-- Material supplied --
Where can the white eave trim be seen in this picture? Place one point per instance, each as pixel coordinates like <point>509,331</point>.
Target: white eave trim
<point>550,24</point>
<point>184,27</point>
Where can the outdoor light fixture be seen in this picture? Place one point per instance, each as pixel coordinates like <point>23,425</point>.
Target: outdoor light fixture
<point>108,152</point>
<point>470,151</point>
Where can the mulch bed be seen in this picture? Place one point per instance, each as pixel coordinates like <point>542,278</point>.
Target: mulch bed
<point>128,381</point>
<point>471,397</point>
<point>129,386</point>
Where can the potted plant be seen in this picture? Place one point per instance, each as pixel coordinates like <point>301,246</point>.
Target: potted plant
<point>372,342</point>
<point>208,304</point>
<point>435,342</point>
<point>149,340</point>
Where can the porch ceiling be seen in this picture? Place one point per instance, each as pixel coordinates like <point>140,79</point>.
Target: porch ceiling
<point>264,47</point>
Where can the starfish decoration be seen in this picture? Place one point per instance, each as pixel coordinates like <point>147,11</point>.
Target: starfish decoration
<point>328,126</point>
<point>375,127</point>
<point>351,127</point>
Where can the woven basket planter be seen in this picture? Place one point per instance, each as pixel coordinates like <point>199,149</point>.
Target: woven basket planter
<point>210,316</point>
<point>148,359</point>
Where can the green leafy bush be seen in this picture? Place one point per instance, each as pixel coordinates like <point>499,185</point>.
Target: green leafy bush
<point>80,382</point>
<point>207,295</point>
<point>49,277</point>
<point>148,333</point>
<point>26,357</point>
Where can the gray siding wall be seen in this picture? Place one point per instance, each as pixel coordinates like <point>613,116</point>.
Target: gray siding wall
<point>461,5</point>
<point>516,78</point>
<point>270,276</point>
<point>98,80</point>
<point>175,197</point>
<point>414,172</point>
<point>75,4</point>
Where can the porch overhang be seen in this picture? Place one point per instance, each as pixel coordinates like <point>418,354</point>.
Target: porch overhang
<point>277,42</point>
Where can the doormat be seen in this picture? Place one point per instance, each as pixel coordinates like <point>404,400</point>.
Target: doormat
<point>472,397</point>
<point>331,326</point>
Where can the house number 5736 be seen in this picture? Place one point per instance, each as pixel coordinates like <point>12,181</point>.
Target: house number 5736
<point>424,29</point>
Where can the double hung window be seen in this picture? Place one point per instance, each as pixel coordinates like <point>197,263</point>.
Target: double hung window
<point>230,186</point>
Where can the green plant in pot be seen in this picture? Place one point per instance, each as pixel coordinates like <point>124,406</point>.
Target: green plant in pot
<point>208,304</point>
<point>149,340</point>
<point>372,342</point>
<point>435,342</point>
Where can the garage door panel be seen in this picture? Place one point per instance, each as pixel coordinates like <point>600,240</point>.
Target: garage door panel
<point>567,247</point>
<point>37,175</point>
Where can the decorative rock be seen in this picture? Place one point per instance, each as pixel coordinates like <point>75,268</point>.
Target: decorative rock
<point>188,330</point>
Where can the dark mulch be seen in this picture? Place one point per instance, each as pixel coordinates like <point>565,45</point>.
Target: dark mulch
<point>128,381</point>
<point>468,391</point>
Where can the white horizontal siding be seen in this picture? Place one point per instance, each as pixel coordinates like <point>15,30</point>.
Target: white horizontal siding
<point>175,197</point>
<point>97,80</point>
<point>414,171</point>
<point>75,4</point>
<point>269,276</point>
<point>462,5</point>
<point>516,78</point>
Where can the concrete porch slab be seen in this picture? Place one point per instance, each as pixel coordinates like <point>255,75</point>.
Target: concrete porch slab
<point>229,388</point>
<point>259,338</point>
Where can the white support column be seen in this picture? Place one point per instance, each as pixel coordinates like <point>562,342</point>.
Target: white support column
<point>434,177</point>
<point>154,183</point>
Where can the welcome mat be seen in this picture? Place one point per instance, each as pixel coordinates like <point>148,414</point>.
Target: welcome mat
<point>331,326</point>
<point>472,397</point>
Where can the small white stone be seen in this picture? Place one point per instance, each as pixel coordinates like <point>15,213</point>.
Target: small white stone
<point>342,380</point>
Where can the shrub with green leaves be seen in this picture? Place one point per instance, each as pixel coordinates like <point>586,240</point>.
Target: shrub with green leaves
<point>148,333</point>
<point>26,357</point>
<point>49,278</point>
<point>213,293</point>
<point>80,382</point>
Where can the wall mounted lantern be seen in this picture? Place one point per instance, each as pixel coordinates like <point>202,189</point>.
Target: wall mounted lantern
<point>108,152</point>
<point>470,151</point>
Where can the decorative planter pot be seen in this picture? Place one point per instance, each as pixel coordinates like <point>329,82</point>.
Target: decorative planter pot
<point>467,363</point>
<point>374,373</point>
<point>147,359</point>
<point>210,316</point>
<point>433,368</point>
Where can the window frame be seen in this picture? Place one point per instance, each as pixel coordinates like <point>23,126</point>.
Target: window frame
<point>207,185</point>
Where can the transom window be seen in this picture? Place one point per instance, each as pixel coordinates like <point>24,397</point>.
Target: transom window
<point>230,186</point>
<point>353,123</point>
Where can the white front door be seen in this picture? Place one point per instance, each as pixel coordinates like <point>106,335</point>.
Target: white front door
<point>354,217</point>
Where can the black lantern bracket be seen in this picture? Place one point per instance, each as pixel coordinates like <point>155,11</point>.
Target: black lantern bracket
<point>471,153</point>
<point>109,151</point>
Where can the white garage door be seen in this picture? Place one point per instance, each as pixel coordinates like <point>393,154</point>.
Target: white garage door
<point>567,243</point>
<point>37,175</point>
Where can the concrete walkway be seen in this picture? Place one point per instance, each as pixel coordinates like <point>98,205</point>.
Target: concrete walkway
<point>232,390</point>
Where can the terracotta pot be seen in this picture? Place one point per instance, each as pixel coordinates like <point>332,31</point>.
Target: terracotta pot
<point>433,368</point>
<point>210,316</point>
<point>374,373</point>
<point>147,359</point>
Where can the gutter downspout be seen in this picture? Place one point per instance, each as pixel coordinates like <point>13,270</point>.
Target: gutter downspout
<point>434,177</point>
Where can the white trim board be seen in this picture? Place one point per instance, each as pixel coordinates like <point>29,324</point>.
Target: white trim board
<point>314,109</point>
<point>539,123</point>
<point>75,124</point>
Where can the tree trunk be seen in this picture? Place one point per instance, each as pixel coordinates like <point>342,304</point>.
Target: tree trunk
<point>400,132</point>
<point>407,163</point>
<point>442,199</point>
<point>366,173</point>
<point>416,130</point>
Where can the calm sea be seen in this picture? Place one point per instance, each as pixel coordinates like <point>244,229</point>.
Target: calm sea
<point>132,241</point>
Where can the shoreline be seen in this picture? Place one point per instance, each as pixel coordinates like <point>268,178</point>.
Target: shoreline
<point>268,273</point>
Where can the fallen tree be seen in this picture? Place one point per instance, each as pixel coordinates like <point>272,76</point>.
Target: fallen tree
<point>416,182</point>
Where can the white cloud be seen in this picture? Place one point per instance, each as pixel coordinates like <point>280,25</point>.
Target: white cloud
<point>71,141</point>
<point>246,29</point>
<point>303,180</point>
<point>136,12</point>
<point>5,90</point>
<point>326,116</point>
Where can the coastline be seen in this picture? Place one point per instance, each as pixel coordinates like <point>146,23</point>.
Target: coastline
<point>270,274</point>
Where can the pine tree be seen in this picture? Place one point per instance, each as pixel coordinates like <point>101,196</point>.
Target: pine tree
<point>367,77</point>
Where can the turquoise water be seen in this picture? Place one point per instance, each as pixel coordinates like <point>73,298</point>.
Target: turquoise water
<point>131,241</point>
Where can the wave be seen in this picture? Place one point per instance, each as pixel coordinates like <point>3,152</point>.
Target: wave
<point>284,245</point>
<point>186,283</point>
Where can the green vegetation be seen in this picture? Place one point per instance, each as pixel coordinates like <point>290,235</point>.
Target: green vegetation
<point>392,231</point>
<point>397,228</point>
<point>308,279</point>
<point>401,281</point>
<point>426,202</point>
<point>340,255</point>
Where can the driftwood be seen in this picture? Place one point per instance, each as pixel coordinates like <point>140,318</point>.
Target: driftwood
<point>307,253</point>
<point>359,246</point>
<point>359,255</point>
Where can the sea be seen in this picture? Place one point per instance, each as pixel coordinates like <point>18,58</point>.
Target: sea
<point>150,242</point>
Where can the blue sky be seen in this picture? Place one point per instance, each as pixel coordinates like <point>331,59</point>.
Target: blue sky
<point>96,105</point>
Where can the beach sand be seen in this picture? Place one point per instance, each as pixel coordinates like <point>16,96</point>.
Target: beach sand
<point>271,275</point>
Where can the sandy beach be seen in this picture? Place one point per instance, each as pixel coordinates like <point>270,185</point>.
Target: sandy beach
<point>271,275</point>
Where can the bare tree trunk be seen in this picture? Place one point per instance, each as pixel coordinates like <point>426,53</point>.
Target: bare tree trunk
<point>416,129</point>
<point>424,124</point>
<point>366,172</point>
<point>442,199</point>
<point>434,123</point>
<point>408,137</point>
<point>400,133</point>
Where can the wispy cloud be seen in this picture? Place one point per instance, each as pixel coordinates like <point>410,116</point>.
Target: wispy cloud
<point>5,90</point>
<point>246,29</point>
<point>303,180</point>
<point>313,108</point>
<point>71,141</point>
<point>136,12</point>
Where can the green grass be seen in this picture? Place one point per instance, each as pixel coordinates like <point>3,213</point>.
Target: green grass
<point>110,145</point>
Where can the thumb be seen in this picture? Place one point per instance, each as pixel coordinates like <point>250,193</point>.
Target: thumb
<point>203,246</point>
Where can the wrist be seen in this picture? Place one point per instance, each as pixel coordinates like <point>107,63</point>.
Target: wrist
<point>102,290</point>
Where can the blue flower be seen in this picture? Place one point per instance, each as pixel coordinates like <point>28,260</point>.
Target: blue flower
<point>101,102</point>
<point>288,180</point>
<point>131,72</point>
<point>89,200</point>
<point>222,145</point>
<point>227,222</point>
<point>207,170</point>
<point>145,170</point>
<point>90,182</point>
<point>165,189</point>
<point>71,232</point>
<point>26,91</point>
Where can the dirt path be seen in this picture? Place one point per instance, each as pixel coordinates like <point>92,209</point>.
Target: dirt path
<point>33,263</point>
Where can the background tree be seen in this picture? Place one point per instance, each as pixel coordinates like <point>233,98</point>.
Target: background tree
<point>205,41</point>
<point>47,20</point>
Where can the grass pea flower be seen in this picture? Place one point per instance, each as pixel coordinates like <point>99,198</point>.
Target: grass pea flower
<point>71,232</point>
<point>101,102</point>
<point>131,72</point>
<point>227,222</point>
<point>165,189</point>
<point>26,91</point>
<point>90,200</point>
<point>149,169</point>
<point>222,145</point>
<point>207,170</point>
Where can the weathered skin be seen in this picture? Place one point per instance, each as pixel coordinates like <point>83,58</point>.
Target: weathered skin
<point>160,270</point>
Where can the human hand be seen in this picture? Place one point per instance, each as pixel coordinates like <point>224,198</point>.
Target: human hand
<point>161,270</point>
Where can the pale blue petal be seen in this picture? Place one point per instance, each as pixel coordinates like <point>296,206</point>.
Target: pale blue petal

-- Exercise instructions --
Give back exactly the lines of the listing above that run from the line with "Where can the beach" to the line with "Where can the wispy", inclusive.

-- Written solution --
Where can the beach sand be seen in this picture? Place one point per instance, each as pixel coordinates like <point>16,96</point>.
Target: beach sand
<point>271,275</point>
Where can the sandy beach be seen in this picture? Place one point per instance, each as pixel coordinates like <point>270,185</point>.
Target: sandy beach
<point>271,275</point>
Where can the bare tree trunk be seen in this picture? Place one point per instance, each as pixel coordinates like <point>426,53</point>.
Target: bare tree trunk
<point>416,129</point>
<point>424,124</point>
<point>366,172</point>
<point>442,199</point>
<point>434,123</point>
<point>408,137</point>
<point>400,133</point>
Where can the wispy cloud be seen in this picture? Place one point per instance, each as pixel coordinates like <point>410,116</point>.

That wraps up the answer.